### Directives
- a) In the text on KERN_CONT handling, condense the paragraph that opens with "This also allows the combination" into a short bulleted list that keeps its main facts.
- b) Swap "previous line" for "preceding line" in the stretch from "This also allows" through "right log level." of the text on KERN_CONT handling, and write out that stretch.

### Document extract
The line continuation handling has been broken basically forever, and
the code to handle the system log records was both confusing and
dubious. And it would do entirely the wrong thing unless you always had
a terminating newline, partly because it couldn't actually see whether a
message was marked KERN_CONT or not (but partly because the LOG_CONT
handling in the recording code was rather confusing too).
This re-introduces a real semantically meaningful KERN_CONT, and fixes
the few places I noticed where it was missing. There are probably more
missing cases, since KERN_CONT hasn't actually had any semantic meaning
for at least four years (other than the checkpatch meaning of "no log
level necessary, this is a continuation line").
This also allows the combination of KERN_CONT and a log level. In that
case the log level will be ignored if the merging with a previous line
is successful, but if a new record is needed, that new record will now
get the right log level.
That also means that you can at least in theory combine KERN_CONT with
the "pr_info()" style helpers, although any use of pr_fmt() prefixing
would make that just result in a mess, of course (the prefix would end
up in the middle of a continuing line).

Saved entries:
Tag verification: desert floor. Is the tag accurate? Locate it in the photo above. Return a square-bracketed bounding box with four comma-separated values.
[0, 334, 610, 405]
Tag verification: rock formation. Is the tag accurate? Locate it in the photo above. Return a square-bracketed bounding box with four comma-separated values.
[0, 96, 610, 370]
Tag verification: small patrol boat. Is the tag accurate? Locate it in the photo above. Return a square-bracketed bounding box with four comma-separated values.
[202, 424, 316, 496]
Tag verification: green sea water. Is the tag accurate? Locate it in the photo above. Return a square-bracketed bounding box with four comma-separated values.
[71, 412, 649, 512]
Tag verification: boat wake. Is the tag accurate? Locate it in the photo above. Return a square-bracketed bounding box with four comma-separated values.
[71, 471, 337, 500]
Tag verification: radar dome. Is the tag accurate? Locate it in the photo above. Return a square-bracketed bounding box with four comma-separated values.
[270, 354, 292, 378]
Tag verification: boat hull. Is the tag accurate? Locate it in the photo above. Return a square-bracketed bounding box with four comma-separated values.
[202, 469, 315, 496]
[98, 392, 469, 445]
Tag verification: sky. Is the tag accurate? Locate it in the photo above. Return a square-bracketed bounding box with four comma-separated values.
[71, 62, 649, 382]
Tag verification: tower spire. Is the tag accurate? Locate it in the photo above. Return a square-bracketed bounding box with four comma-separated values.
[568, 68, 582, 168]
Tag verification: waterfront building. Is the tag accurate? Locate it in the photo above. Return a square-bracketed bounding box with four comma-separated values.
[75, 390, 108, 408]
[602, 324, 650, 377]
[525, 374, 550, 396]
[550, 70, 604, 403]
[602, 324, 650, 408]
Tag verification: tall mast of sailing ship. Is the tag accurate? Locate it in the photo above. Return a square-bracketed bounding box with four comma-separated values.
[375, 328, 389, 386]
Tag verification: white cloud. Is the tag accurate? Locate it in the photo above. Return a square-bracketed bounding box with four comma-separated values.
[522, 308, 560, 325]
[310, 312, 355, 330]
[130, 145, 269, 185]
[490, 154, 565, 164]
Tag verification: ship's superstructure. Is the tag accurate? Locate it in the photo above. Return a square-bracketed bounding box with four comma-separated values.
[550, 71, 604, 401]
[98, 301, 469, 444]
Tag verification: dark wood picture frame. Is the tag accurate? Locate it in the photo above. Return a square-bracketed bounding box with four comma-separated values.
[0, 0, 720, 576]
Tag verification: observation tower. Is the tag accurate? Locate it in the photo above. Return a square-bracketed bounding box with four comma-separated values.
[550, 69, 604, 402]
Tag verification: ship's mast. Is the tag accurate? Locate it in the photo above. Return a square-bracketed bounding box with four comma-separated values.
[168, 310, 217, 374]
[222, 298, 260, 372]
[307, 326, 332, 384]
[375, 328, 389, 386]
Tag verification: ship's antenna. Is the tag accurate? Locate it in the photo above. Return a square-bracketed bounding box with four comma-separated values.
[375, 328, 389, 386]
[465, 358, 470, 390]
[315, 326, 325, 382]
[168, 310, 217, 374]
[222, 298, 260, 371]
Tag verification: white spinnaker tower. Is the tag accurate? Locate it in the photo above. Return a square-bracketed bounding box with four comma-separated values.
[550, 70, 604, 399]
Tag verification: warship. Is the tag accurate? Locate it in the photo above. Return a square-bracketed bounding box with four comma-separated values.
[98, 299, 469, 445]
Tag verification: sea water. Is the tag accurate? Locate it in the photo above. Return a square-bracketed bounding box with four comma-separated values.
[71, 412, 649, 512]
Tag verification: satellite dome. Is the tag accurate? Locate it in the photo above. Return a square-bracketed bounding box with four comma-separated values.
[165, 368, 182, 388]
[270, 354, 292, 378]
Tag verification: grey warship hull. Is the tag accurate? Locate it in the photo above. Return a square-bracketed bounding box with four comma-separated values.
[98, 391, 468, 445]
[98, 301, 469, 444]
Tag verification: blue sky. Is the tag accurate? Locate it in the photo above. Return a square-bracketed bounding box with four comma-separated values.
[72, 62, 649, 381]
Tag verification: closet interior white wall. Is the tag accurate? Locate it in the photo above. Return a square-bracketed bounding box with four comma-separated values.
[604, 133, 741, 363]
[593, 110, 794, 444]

### Results
- a)
- KERN_CONT can now be combined with a log level.
- The log level is ignored if the line merges successfully with a previous line.
- If a new record is needed, that record now gets the right log level.

- b)
This also allows the combination of KERN_CONT and a log level. In that
case the log level will be ignored if the merging with a preceding line
is successful, but if a new record is needed, that new record will now
get the right log level.